_Requirement_
Starting at the line that holds "Where is each instance of the stainless steel microwave" and stopping at the line that holds "Where is each instance of the white countertop", restate the records below word for word, with both of those lines included.

(Natural-language object grounding data)
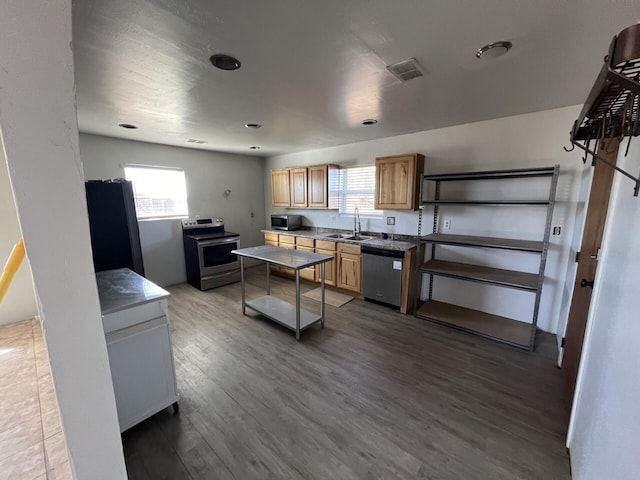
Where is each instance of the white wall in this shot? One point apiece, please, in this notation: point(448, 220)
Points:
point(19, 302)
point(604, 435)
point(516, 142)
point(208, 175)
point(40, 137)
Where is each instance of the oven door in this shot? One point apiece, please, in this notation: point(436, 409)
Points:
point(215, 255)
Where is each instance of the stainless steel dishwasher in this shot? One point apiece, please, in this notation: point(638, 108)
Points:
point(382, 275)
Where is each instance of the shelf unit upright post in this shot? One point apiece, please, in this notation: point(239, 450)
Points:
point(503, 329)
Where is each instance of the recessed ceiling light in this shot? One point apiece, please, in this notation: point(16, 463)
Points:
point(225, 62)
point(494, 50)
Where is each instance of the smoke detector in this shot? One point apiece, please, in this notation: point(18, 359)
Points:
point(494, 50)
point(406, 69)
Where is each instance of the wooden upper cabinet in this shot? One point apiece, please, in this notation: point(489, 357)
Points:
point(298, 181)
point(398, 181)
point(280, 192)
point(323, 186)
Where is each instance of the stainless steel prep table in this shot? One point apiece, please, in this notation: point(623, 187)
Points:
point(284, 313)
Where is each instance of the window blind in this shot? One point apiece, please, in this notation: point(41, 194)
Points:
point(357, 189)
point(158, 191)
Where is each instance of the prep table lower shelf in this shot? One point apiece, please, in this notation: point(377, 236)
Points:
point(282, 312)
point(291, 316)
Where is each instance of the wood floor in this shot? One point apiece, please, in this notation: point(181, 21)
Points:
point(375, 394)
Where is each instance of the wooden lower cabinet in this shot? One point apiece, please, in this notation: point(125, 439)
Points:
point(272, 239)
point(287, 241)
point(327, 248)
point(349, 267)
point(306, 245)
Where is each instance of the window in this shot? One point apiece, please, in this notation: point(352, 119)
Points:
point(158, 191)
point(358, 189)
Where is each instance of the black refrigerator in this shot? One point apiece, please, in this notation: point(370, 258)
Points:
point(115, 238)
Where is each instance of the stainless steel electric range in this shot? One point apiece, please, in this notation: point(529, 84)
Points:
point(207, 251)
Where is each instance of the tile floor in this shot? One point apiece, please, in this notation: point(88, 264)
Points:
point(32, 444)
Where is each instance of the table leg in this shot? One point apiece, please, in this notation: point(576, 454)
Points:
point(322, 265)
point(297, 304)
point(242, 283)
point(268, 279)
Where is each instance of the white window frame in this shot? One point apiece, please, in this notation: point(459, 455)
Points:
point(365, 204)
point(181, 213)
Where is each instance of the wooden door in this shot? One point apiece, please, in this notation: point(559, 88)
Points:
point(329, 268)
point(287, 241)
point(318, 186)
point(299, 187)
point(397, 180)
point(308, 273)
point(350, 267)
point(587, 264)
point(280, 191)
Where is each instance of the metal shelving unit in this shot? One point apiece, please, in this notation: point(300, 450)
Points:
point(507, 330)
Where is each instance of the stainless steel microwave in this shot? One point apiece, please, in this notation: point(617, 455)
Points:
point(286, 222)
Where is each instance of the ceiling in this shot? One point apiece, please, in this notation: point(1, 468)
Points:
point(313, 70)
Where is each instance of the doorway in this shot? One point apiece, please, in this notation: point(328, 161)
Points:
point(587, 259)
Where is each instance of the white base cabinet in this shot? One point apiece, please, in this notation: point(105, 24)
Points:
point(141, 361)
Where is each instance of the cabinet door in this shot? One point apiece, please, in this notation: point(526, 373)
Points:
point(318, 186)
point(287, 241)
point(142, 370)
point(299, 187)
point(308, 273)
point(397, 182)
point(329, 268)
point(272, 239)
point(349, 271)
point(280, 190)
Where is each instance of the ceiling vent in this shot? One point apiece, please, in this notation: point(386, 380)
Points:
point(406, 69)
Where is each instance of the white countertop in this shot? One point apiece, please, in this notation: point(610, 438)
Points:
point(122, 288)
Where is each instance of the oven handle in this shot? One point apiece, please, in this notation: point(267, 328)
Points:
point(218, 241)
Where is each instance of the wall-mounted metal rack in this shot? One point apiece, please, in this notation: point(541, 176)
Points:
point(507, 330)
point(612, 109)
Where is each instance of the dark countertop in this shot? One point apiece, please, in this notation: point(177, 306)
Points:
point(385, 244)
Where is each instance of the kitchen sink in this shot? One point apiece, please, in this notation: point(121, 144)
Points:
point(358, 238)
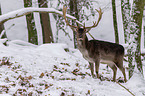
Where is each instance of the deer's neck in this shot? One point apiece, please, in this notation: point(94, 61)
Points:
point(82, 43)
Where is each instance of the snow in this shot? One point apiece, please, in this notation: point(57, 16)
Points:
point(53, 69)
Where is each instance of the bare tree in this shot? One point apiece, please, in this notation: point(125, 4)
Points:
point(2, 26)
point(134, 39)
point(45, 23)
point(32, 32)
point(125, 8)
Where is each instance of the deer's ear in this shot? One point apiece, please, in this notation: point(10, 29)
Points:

_Task response_
Where is each instance of the stainless steel microwave in this shot? One point apiece, please, in this notation: point(617, 455)
Points:
point(286, 222)
Where is each instance of the ceiling in this shot? One point apiece, please, in this notation: point(1, 468)
Points:
point(313, 70)
Where is each instance of the doorway in this shot? One point apiece, please, in this notation: point(328, 161)
Points:
point(587, 259)
Where is each instance of the white base cabinet in this shot? One point apiece, please, in this notation: point(105, 24)
Points:
point(141, 361)
Where is each instance of the cabinet door in this shot? One point apiece, please, in this notation: point(526, 373)
Points:
point(318, 186)
point(287, 241)
point(142, 370)
point(299, 187)
point(308, 273)
point(397, 182)
point(329, 268)
point(272, 239)
point(349, 271)
point(280, 190)
Where is each instance of the ceiling vent in this shot? One point apiece, please, in this notation: point(386, 380)
Points:
point(406, 69)
Where is each instance of the white countertop in this shot? One point apiece, please, in this notation: point(610, 438)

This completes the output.